** BEGIN EXTRACTED MATERIAL **

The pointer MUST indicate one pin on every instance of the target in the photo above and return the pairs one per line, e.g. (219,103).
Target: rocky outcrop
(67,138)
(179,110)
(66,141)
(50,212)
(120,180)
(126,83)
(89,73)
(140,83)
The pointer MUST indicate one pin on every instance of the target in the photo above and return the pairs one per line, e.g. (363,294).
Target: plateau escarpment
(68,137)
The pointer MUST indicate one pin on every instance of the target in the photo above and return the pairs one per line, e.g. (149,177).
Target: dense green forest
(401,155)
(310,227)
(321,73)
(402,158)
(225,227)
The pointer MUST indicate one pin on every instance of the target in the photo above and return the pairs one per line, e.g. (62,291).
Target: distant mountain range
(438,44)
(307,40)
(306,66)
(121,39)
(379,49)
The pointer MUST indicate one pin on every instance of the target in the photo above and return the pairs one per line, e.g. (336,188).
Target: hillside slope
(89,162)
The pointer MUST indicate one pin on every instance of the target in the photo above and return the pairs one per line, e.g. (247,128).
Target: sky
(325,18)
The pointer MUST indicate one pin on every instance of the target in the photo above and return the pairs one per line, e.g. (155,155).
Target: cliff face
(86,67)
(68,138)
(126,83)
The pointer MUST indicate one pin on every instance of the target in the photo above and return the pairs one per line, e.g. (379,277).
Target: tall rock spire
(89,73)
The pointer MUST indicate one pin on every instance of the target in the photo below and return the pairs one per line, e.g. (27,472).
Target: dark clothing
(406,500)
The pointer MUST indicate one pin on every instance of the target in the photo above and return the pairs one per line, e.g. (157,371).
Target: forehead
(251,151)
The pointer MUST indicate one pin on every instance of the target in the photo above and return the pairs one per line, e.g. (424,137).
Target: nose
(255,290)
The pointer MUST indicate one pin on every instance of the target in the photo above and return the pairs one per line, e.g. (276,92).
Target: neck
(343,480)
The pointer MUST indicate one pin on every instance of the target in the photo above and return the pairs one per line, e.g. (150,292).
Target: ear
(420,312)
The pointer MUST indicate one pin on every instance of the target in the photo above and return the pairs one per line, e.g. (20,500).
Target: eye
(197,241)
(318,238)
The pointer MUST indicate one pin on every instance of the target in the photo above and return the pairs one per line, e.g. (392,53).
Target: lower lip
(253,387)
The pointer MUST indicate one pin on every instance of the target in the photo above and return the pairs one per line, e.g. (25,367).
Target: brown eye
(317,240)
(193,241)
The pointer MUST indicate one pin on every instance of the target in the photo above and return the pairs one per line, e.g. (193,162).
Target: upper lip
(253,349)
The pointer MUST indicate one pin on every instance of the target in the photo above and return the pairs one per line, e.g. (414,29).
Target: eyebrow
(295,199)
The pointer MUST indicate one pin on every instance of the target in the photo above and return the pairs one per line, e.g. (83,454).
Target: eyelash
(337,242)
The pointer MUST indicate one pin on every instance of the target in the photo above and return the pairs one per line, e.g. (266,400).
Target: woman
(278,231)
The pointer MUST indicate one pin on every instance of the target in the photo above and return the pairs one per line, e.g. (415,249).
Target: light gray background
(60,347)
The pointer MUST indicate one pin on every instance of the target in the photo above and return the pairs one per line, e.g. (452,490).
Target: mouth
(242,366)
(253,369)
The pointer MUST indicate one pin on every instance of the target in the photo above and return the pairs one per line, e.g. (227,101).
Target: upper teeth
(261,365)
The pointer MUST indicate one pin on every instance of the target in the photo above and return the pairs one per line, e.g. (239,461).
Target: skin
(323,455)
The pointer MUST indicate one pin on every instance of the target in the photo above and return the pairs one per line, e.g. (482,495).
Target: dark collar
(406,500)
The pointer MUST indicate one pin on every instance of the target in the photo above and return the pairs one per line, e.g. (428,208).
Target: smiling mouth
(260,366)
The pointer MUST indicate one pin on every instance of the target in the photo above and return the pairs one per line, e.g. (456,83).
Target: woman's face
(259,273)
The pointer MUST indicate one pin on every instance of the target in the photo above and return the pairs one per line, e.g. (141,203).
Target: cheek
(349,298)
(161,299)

** END EXTRACTED MATERIAL **

__STATED PROBLEM__. Copy every record exactly, with nothing added or dropped.

__SOLVED EXERCISE__.
The pointer MUST indicate one pin on every instance of the target in the photo above and return the pairs one per line, e.g. (219,103).
Target: rocky outcrop
(67,138)
(179,110)
(66,141)
(50,212)
(120,180)
(126,83)
(89,73)
(140,83)
The pointer MUST indicate one pin on every instance of the target in the photo above and return the pairs one per line, e.g. (363,294).
Target: plateau escarpment
(68,137)
The pointer MUST indicate one pin on every instance of the target in the photo above and return the pairs one per line, e.g. (149,177).
Target: dense green forest
(401,155)
(310,227)
(321,73)
(402,158)
(225,227)
The pointer MUST indicate one pin on every instance of the target in the photo above and return the pairs one per line, e.g. (62,291).
Target: distant mountain range
(438,44)
(307,40)
(306,66)
(121,39)
(379,49)
The pointer MUST indicate one pin on every instance of the target in the photo above and return the pairs one per line, e.g. (336,188).
Target: hillside slope
(89,162)
The pointer MUST indicate one pin on every instance of the target in the photo above and return the pairs one per line, e.g. (247,128).
Target: sky
(325,18)
The pointer MUST indicate one pin on every instance of the target in the photo above and return the pairs one per line, e.g. (155,155).
Target: cliff face
(86,67)
(68,138)
(126,83)
The pointer MUST indicate one pin on every instance of the target in the photo above and return the pairs one per line, e.g. (379,277).
Target: tall rock spire
(89,73)
The pointer MUST indicate one pin on every instance of the target in the photo below and return the pairs one per line, e.g. (27,472).
Target: dark clothing
(406,500)
The pointer MUST indicate one pin on every instance of the target in the photo above and return the pairs one per line, e.g. (157,371).
Target: forehead
(251,151)
The pointer MUST indicate one pin on every instance of the target in the photo above and return the pairs one per line, e.g. (424,137).
Target: nose
(255,290)
The pointer MUST indicate one pin on every instance of the target in the photo above and return the pairs one per line, e.g. (276,92).
Target: neck
(343,480)
The pointer MUST indicate one pin on every instance of the target in the photo above and return the pairs one per line, e.g. (150,292).
Target: ear
(420,312)
The pointer MUST indicate one pin on every instance of the target in the photo above and return the pairs one per line, e.g. (20,500).
Target: eye
(197,241)
(318,238)
The pointer MUST indicate one pin on every instance of the target in the photo above and return the pairs one per line, e.g. (392,53).
Target: lower lip
(253,387)
The pointer MUST indicate one pin on every instance of the target in the photo above and return the pairs one per line, e.g. (25,367).
Target: brown eye
(317,240)
(193,241)
The pointer MUST indicate one pin on every instance of the target in the photo above and return the pairs one per line, e.g. (193,162).
Target: upper lip
(253,349)
The pointer MUST indicate one pin on every instance of the target in the photo above and return the pairs one per line, e.g. (414,29).
Target: eyebrow
(295,199)
The pointer MUST indicate one pin on every instance of the target in the photo above and return the pairs one per line, e.g. (83,454).
Target: eyelash
(337,242)
The pointer MUST indicate one pin on every instance of the target in the photo above and return the pairs one per line, e.g. (266,400).
Target: woman
(278,231)
The pointer MUST indicate one pin on every instance of the target in the photo above and return the pairs one per line, e.g. (415,249).
Target: light gray background
(60,347)
The pointer MUST indicate one pin on every instance of the target in the photo above and return the pairs one per line, e.g. (452,490).
Target: mouth
(242,366)
(253,369)
The pointer MUST indicate one pin on every instance of the target in the photo above and return the pairs one per line, e.g. (227,101).
Target: upper teeth
(261,365)
The pointer MUST indicate one pin on every instance of the target in the photo above and return the pairs one per line, e.g. (239,461).
Target: skin
(323,455)
The pointer MUST indicate one pin on every instance of the target in the photo above and return the pairs one per line, e.g. (482,495).
Target: dark collar
(406,500)
The pointer MUST indicate one pin on every instance of the target in the photo above and return the pairs one per line, e.g. (428,208).
Target: smiling mouth
(260,366)
The pointer MUST indicate one pin on every instance of the target in the photo above and return the pairs one per line, e.g. (456,83).
Target: woman's face
(259,273)
The pointer MUST indicate one pin on every instance of the target in the photo above and return the pairs one per line, e.g. (141,203).
Target: cheek
(349,298)
(161,299)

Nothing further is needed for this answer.